8-11 February 2016
BSC, Barcelona UPC, Campus Nord
CET timezone

NOTICE: From 14th of January all aplicants will be put on waiting list and places cannot be confirmed. If any places become available, we will inform you on a first come - first served basis.

Please do not forget to bring your laptop on the couorse.


Course Convener: Maria-Ribera Sancho

Objectives: The course brings together key information technologies used in manipulating, storing, and analysing data including:

  • the basic tools for statistical analysis,
  • techniques for parallel processing,
  • tools for access to unstructured data,
  • storage solutions.

Learning outcomes: Students will be introduced to systems that can accept, store, and analyse large volumes of unstructured data. The learned skills can be used in data intensive application areas.

Level: For trainees with some theoretical and practical knowledge


Day 1 08/02:  Introduction (Vassil Alexandrov)
Session 1: 9:30am – 1pm

  1. Data Science current trends session will focus on results of the latest key studies both and Europe and the USA an in the area of Data Science and outline the major trends, findings and recommendations.

Coffee break 11:00- 11:30

  1. Data Science definitions and mathematical foundations introduction. 

While tackling Big Data problems in many cases elementary or standard statistical approaches fail. New research methods are required to be developed to tackle such problems. Therefore this session will focus key research methods and approaches for Data Science, ranging from theory creating and theory testing approaches to conceptual-analytical approaches and experimental ones, that are able to lead to discovering global properties on data  These will be mainly deterministic and hybrid (stochastic/deterministic) methods and algorithms.
Session 2: 2pm – 6pm

  1. This session will focus on several key methods and algorithms (both serial and parallel) that enable to discover global properties on data while dealing with Big Data:
    • Network Science
    • Multi Constrained and Multi-Objective Optimization
    • Examples of using the above approaches
  2. Examples using the above approaches and some hands-on exercise

Coffee break 16:00 – 16:30

  1. Social Simulation Applications (Josep Casanovas)

Day 2 09/02:
Session 1: 9:30am – 1pm Data sharing (Anna Queralt)

  1. In this session we will provide an overview on current Open Data and data sharing approaches.

Usually, when talking about Big Data, the emphasis is put on how to efficiently store and analyse huge amounts of data. However, only when data from independent sources is combined it is possible to gain insights that would be impossible to obtain by analysing each dataset separately. Thus, it is essential that data, either public or private, is shared so that researchers, students, app developers or citizens in general can extract as much value as possible from it.
Coffee break 11:00- 11:30

  1. Hands-on exercise

Session 2: 2pm – 5pm Data analytics with Apache Spark - part 1 (Mario Macias)

Dataset content –
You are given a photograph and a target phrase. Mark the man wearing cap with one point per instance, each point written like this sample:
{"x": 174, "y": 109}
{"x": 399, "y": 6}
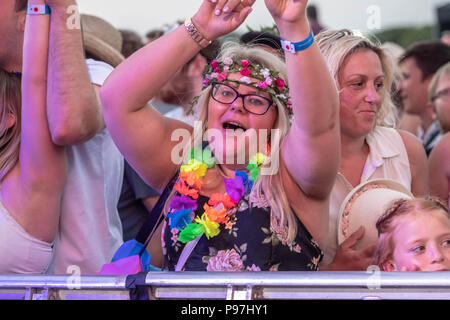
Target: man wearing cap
{"x": 90, "y": 229}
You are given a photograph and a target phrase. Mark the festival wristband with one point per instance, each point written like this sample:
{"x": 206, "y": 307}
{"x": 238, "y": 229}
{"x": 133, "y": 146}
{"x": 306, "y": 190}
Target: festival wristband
{"x": 298, "y": 46}
{"x": 195, "y": 34}
{"x": 38, "y": 9}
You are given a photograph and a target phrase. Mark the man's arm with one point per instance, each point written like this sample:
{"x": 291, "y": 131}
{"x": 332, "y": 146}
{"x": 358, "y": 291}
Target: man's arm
{"x": 73, "y": 105}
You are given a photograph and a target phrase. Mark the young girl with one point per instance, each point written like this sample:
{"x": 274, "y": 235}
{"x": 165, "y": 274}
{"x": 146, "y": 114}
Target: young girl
{"x": 414, "y": 235}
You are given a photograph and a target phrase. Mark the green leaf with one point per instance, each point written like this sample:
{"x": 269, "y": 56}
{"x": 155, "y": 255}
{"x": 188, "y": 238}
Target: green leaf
{"x": 191, "y": 232}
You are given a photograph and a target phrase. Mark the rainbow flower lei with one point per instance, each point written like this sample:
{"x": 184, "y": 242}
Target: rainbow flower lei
{"x": 267, "y": 80}
{"x": 219, "y": 208}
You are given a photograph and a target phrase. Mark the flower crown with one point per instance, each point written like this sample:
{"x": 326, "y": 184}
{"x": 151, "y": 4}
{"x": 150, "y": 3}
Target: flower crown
{"x": 267, "y": 80}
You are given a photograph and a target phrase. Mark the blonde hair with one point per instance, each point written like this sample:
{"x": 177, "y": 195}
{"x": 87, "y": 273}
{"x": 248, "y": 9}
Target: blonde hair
{"x": 338, "y": 45}
{"x": 268, "y": 186}
{"x": 386, "y": 223}
{"x": 10, "y": 95}
{"x": 443, "y": 71}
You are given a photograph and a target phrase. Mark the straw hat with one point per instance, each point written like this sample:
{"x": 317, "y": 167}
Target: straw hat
{"x": 364, "y": 205}
{"x": 102, "y": 40}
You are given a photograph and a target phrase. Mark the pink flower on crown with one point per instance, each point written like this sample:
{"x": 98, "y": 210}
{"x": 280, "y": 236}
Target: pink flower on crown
{"x": 226, "y": 260}
{"x": 245, "y": 72}
{"x": 207, "y": 79}
{"x": 280, "y": 83}
{"x": 265, "y": 72}
{"x": 221, "y": 76}
{"x": 214, "y": 64}
{"x": 227, "y": 61}
{"x": 262, "y": 85}
{"x": 245, "y": 63}
{"x": 245, "y": 80}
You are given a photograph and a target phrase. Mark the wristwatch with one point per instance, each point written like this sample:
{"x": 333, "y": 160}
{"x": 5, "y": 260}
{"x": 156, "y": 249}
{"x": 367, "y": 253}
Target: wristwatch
{"x": 38, "y": 9}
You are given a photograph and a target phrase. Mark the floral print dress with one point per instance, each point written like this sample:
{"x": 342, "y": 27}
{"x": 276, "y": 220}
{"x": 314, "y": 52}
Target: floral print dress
{"x": 254, "y": 241}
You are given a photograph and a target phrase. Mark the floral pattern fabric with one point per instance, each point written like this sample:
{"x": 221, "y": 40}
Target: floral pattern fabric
{"x": 253, "y": 241}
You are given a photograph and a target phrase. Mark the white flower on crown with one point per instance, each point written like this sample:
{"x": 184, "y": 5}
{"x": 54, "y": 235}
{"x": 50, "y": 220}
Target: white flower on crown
{"x": 227, "y": 61}
{"x": 245, "y": 80}
{"x": 265, "y": 73}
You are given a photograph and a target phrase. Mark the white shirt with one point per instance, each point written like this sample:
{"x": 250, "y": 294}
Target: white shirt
{"x": 388, "y": 159}
{"x": 90, "y": 230}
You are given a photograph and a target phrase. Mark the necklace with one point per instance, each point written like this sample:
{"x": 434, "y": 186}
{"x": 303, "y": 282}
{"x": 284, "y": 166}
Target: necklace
{"x": 218, "y": 211}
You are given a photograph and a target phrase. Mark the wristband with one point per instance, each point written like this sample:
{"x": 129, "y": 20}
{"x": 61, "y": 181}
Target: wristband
{"x": 38, "y": 9}
{"x": 195, "y": 34}
{"x": 298, "y": 46}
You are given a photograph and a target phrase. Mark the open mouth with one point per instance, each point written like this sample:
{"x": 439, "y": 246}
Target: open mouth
{"x": 233, "y": 126}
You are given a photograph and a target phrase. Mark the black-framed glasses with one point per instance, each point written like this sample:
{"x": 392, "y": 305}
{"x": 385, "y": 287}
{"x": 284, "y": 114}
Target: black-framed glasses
{"x": 252, "y": 103}
{"x": 444, "y": 93}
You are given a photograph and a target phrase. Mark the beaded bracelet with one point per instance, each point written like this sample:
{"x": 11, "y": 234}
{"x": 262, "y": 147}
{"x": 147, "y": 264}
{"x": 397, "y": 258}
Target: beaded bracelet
{"x": 294, "y": 47}
{"x": 38, "y": 9}
{"x": 195, "y": 34}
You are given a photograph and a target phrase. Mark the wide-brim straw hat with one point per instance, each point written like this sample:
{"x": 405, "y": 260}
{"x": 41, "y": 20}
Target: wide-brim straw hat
{"x": 364, "y": 205}
{"x": 102, "y": 40}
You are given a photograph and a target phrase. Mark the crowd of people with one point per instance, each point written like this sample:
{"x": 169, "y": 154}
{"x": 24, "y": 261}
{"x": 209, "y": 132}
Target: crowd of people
{"x": 306, "y": 150}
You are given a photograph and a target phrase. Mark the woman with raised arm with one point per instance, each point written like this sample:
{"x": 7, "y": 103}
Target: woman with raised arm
{"x": 235, "y": 215}
{"x": 370, "y": 147}
{"x": 32, "y": 168}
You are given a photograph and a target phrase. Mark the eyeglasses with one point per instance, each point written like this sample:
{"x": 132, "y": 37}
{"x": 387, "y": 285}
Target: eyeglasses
{"x": 252, "y": 103}
{"x": 444, "y": 93}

Tasks and exercises –
1. Who is the course convener named on the course page?
2. In the records, swap "eyeglasses" for "spectacles" and leave everything else unchanged. Start at the line that contains "Mark the eyeglasses", stop at the end of the records, and give only those lines.
The records are unrelated to the course page.

Answers to the exercise –
1. Maria-Ribera Sancho

2.
You are given a photograph and a target phrase. Mark the spectacles with one point per instance, each point written like this sample:
{"x": 132, "y": 37}
{"x": 387, "y": 285}
Target: spectacles
{"x": 252, "y": 103}
{"x": 444, "y": 93}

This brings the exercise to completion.